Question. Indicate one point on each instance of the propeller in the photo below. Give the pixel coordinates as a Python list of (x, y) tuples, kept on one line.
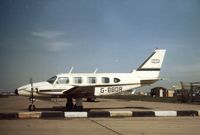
[(31, 106)]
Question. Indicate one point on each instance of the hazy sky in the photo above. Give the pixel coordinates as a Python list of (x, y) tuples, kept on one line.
[(41, 38)]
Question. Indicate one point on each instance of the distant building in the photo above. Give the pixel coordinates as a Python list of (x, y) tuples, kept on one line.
[(158, 92)]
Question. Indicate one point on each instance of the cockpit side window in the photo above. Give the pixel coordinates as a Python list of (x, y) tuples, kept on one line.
[(116, 80), (52, 79), (63, 80), (77, 80)]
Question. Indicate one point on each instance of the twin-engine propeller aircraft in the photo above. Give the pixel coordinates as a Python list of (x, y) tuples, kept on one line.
[(86, 85)]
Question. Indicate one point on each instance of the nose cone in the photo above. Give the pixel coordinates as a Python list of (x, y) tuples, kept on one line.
[(16, 92)]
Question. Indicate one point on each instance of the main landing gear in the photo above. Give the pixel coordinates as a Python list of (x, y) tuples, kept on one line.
[(31, 107), (77, 107)]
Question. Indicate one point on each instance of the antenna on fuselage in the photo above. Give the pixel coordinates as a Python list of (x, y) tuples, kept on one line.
[(95, 70), (71, 70)]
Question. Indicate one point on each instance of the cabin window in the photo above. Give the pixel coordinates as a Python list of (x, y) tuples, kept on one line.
[(63, 80), (116, 80), (91, 79), (77, 80), (105, 80), (52, 79)]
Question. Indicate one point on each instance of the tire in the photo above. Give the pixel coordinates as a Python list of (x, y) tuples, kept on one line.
[(31, 107)]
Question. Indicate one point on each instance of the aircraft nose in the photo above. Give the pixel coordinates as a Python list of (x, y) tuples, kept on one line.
[(16, 92)]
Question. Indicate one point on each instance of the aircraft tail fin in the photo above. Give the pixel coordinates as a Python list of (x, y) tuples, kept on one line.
[(151, 67)]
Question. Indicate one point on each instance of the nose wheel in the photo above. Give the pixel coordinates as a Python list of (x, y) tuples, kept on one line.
[(31, 107)]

========================================================================

The entries are to be written out in full and exactly, apart from the pictures.

Question. Indicate one point on each instance of the propeller in the photo below. Give the pixel coordinates as a Python list of (x, y) tuples, kept on one line.
[(31, 106)]
Question. Indicate one point on each instance of the hazy sky in the photo above. Give the pixel coordinates as a Python list of (x, y) tuples, kept on one line.
[(41, 38)]
Question. Indicate one point on each instance of the distant building in the photo above. Give the pixel coordinates as a Python list of (x, y) tuples, kept on one line.
[(158, 92)]
Question. Indicate one point on each instance of the cockpit side window in the photo above. Give the pixel coordinates as a Python list of (x, y) tuples, kept on one line.
[(116, 80), (52, 79), (63, 80), (77, 80)]
Question. Indicate one point on each instance of the twin-engine propeller aircraft in the photo above. Give the pixel coordinates as a Python list of (x, y) tuples, kept on one line.
[(86, 85)]
Question. Indicate one point on each instance of the nose cone in the photo above. Give the pixel coordinates as a Python list of (x, y) tuples, kept on one line.
[(16, 92)]
Question. Indicate one point on each instance of the main landing gear in the photo above. Give the pixel coordinates as a Python list of (x, y) tuples, kept on one line.
[(31, 107), (77, 107)]
Question. Indicate one point on each instance of the antenna on fuselage in the photo above. Give the pixel coordinates as a Python list of (x, y) tuples, kept on one line.
[(95, 70), (71, 70)]
Question. Indicate one point on each instance of the cabin window in the photo above. Give the pixel coordinates as a Python list of (x, y) tuples, kept on one line.
[(63, 80), (116, 80), (91, 79), (77, 80), (105, 80), (52, 79)]
Question. Indicate one point on each instance of the tire in the photo above. Give the pixel coordinates as a Python list of (x, y) tuples, kept on one line.
[(31, 107)]
Question. Indicate one point on each instance of the aircraft nose in the photo above. Give the pixel coordinates as a Python list of (x, y) tuples, kept on one line.
[(16, 92)]
Question. Indicate one point on each instance of the aircraft tail fin in the photo above. Give the pixel coordinates as a Python list of (x, y) tuples, kept on one line.
[(151, 67)]
Question. Indicate one point on each instance of the nose wheel in the photo above. Give the pixel coordinates as a Python list of (x, y) tuples, kept on one line.
[(31, 107)]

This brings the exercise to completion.